Task requirements:
Restate word for word the line with "locate yellow sleeve" and the rest of the listing after it, ending at the final line, and include nothing else.

Excerpted data:
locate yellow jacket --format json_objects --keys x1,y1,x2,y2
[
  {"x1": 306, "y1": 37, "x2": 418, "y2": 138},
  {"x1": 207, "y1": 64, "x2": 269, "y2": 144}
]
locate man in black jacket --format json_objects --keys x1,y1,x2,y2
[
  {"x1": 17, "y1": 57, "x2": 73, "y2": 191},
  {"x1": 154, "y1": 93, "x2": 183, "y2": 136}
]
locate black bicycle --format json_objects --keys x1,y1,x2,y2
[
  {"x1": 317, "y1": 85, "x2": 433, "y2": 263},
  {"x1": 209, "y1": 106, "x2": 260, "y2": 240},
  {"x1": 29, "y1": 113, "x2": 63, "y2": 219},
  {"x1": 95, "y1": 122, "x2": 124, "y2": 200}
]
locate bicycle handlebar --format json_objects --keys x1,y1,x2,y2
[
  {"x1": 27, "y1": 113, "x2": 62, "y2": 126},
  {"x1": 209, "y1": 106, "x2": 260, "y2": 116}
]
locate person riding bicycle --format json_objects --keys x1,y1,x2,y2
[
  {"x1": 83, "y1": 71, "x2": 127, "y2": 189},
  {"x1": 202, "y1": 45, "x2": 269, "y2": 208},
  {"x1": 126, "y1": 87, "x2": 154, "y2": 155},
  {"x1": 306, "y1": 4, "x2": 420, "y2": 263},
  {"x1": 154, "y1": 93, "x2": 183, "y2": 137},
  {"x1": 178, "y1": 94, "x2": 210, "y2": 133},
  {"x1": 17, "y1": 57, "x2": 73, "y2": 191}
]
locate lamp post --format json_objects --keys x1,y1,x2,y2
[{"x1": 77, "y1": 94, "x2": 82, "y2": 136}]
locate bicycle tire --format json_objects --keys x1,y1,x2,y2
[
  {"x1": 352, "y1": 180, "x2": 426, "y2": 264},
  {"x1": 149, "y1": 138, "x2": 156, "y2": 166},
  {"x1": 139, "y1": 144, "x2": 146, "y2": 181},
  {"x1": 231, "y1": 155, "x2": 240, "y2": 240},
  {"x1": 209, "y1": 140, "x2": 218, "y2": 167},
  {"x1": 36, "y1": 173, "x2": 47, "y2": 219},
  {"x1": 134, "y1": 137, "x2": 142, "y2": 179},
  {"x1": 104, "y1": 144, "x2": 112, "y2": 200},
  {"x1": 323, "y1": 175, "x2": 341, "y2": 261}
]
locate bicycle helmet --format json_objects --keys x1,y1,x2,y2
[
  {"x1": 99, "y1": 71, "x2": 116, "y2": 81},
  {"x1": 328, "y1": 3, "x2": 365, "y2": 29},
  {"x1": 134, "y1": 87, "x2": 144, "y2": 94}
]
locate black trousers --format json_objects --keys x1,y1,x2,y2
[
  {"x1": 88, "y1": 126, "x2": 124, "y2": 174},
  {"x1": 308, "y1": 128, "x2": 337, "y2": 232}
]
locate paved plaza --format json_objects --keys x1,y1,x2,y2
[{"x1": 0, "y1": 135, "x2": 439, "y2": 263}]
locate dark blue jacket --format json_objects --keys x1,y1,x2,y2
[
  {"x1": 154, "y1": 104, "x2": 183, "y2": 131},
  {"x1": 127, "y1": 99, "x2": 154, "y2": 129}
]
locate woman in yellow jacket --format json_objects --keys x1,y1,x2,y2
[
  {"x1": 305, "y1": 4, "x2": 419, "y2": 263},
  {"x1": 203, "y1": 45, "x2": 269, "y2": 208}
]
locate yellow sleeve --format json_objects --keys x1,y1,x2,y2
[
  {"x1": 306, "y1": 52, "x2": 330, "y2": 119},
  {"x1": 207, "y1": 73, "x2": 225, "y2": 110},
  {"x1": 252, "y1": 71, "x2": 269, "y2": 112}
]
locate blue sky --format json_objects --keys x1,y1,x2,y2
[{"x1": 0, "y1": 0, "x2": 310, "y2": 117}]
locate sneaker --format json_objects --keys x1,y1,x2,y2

Answer area:
locate yellow sleeve --format json_objects --keys x1,y1,x2,y2
[
  {"x1": 306, "y1": 52, "x2": 330, "y2": 119},
  {"x1": 207, "y1": 73, "x2": 225, "y2": 110},
  {"x1": 252, "y1": 71, "x2": 269, "y2": 112}
]
locate blue sky --format json_objects --keys x1,y1,x2,y2
[{"x1": 0, "y1": 0, "x2": 310, "y2": 117}]
locate sneaker --format json_objects --keys x1,y1,x2,y2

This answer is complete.